Thanks for stopping by my Sunflower blog!Welcome back any time.
I will Exercise for Comments!
Sunflower
I once tried to compose a sonnet purely from random lines of spam, and I'm going to win the Caldecott for it one day.
SPAM!!!!!!! AHHHHHHHH!!!!
in keeping with Mr. Frawd's name .... my word verification was ABIGK lol!!!
Hmm Spam, lovely spam, all I will say is my mail filtering program never goes hungry, it munches on spam all day..
I think for $50 you can become a Laird in Scotland and own a one inch square piece of land you can't actually do anything wtih, but technically, you can be called Laird, though I don't believe you'd get into any of the prestigious country clubs or golfing associations with it.
Could be wrong.
Tell me about it even my nine year old dances round the house singing spam, spam, spam, spam, wonderful spam. It is very tedious to say the least.
Love pads
I don't know if there's a hole in the time space continuum lately or what but it seems that lately my computer has been assimilated by spam much like the Borg assimilated you, Captain, and turned you into Locutus back in 2366-7. Resistance has been quite futile and some of the annoying spam has even been invading my regular in-box while by passing the bulk mail folder that was programmed to receive such annoying subspace transmissions.
Sorry to hear that things are no better in the 24th century, perhaps you could dispatch Mr. Worf to alleviate the problem at the source? Must be a mainframe somewhere that he can take out with a phaser blast or two!
So Brittany is really an alien? That explains so much.

Activity
Carry on the blog comment thread about spam from the point where it ends. Nothing in the lines that come next is needed here.

Dataset excerpts

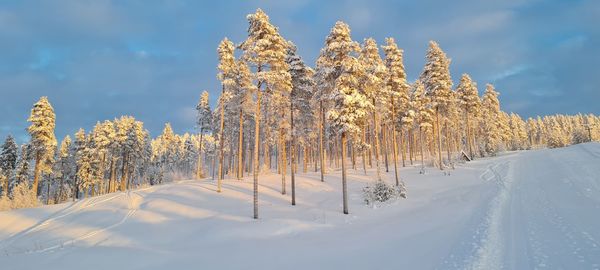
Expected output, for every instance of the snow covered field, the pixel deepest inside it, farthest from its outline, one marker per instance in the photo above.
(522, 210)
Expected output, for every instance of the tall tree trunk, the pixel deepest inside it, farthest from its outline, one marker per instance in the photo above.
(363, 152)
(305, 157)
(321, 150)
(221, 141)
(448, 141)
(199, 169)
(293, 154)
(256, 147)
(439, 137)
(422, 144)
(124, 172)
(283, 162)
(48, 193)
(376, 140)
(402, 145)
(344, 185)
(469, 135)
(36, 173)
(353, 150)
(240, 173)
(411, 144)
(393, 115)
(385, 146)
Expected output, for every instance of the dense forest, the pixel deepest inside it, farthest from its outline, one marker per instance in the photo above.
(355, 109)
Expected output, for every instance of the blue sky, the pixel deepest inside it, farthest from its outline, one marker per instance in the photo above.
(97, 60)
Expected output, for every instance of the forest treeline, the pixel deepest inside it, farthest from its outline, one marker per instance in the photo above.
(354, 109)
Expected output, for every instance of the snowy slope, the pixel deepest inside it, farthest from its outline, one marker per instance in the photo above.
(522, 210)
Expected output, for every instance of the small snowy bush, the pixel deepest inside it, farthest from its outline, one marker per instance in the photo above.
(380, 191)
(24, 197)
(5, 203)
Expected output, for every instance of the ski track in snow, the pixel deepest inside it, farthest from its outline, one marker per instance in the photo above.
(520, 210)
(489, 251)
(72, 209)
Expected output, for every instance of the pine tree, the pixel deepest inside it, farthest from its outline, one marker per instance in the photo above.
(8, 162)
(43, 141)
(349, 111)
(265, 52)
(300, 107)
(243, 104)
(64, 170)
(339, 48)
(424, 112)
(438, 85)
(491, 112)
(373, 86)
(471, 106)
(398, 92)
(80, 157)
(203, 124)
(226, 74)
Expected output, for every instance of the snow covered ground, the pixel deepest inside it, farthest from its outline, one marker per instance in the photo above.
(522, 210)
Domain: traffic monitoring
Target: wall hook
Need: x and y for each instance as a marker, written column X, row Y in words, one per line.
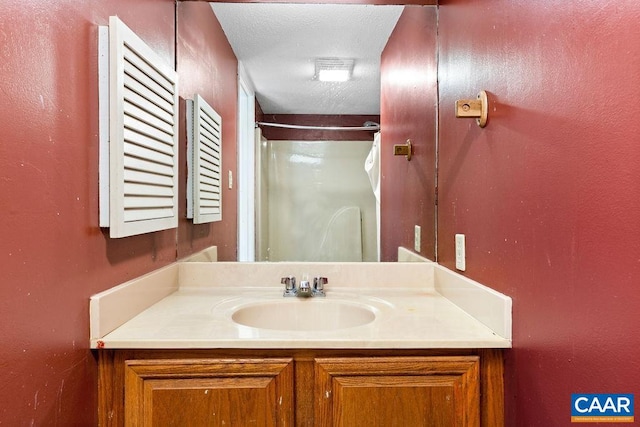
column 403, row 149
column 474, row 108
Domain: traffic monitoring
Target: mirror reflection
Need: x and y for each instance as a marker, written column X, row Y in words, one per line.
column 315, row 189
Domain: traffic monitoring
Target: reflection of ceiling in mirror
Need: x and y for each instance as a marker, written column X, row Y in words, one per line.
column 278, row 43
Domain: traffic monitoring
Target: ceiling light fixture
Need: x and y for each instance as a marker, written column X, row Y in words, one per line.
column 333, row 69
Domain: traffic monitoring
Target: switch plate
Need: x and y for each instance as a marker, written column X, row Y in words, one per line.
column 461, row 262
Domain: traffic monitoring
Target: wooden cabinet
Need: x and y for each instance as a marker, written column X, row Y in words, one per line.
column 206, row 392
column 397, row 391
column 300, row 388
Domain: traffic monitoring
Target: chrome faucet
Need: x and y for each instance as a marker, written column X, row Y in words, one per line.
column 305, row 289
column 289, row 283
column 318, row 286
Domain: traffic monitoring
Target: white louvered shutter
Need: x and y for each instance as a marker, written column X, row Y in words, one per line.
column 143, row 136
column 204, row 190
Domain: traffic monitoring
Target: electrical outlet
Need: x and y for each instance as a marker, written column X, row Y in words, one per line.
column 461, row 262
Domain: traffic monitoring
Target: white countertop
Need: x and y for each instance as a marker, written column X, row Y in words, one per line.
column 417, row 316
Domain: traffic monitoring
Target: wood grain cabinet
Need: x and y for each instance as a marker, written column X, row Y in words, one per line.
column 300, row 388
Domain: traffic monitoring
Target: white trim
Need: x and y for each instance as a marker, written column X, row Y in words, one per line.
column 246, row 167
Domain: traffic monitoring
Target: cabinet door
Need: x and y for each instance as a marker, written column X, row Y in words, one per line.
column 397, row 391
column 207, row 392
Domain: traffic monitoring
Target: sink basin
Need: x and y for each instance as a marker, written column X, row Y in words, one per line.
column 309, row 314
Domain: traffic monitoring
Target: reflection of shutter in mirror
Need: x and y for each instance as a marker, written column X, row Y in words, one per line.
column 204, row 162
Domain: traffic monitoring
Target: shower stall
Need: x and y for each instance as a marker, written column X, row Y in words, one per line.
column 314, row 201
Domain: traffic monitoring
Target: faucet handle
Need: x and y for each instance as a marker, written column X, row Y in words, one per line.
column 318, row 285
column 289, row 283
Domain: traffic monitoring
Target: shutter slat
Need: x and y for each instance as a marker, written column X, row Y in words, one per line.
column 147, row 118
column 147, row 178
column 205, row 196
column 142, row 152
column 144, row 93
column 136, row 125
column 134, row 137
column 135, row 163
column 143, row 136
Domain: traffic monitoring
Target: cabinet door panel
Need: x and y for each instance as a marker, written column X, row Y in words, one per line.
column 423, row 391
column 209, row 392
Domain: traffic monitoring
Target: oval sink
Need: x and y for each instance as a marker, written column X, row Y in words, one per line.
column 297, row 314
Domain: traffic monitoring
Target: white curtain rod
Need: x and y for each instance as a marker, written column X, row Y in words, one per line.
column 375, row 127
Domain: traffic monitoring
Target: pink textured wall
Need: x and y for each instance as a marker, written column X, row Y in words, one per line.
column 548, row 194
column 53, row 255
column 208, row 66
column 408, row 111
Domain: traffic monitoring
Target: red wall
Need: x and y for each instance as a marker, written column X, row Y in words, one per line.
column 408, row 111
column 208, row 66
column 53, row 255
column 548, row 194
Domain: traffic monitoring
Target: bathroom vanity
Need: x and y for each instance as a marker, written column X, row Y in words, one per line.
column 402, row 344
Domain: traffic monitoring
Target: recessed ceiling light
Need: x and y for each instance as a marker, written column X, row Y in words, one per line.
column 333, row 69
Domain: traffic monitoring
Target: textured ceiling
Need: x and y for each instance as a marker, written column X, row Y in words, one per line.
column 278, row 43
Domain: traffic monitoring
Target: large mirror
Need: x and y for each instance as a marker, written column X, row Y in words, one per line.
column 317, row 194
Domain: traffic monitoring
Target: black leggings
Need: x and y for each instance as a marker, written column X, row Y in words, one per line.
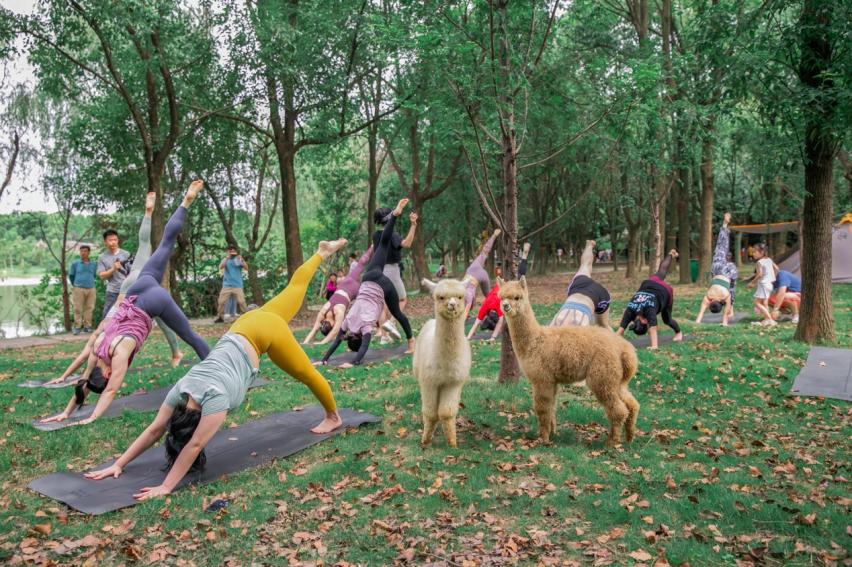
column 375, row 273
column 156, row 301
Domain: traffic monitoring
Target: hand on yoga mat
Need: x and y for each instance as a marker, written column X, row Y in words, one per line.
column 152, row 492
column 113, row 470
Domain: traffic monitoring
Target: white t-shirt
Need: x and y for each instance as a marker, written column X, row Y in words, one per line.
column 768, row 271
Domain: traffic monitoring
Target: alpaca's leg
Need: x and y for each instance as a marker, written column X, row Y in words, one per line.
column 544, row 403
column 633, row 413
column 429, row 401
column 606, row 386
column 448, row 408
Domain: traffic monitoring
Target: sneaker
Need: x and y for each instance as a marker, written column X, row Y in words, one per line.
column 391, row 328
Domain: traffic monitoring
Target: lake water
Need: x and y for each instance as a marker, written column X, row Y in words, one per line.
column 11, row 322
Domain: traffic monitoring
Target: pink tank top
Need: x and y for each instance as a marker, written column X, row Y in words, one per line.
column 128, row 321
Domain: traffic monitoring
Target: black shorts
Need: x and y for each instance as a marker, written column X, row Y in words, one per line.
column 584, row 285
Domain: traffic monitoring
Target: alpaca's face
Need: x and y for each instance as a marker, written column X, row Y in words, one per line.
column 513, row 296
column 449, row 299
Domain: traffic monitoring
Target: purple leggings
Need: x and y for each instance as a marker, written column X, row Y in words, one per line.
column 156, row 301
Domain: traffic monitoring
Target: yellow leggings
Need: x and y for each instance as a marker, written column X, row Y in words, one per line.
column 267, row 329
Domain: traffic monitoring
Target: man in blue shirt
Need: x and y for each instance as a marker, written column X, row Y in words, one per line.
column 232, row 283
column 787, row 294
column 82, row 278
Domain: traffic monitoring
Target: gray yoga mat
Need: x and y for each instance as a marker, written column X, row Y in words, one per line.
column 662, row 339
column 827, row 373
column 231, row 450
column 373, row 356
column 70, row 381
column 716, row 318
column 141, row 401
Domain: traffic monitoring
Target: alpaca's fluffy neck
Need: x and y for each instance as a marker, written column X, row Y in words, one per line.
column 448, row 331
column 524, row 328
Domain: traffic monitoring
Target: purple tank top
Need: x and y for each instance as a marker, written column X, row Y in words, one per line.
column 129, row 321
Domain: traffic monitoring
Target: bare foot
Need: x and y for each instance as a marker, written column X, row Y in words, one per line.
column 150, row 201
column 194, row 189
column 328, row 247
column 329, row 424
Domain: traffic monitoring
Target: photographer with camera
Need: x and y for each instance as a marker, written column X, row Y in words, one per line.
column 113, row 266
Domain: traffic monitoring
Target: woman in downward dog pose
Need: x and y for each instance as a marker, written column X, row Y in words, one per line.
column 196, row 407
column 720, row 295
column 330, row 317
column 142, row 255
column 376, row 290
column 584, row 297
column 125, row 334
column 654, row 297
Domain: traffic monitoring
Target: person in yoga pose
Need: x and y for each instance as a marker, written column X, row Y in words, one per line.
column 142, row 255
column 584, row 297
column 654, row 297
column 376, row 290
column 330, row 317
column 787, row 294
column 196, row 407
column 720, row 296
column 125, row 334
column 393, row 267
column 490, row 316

Answer below
Spam is the enemy!!!
Britney looks completely scary. Yikes! Don't think I'd pay 500,000 anything for that!
Spam, spam, spam, spam;
Spam, spam, spam, spam;
Lovely spam, wonderful spam.....
SPAM! Is there a way they can stop this?
Have a wonderful week ahead.
Britnay would indeed have fit right into the crew of the Enterprise with that new look. DO you, however, have room for rebels?
You mean I won't be able to visit the planet Jana some day? How disappointing.
I was hoping that we could rid ourselves of spam for good. Captain, perhaps Worf can track these spammers down and lock them up. The universe will be a better place and we will all be able to breath a collective sigh of relief.
MJ
I'm wondering if Abeeg Frawd is an alias for Richard Branson.
oh spam is about as bad as splog
I hate the emails that act as if its someone you know and then you read to find its not
well Data would not do well without supervison around a 2o century pc
He would end up bankrupting the federation trying to help every Mr Fraud, Startrick and Con-manner out there
Dear Captain, the Empire has a great method for getting rid of spam. It's called Lord Vader!
:)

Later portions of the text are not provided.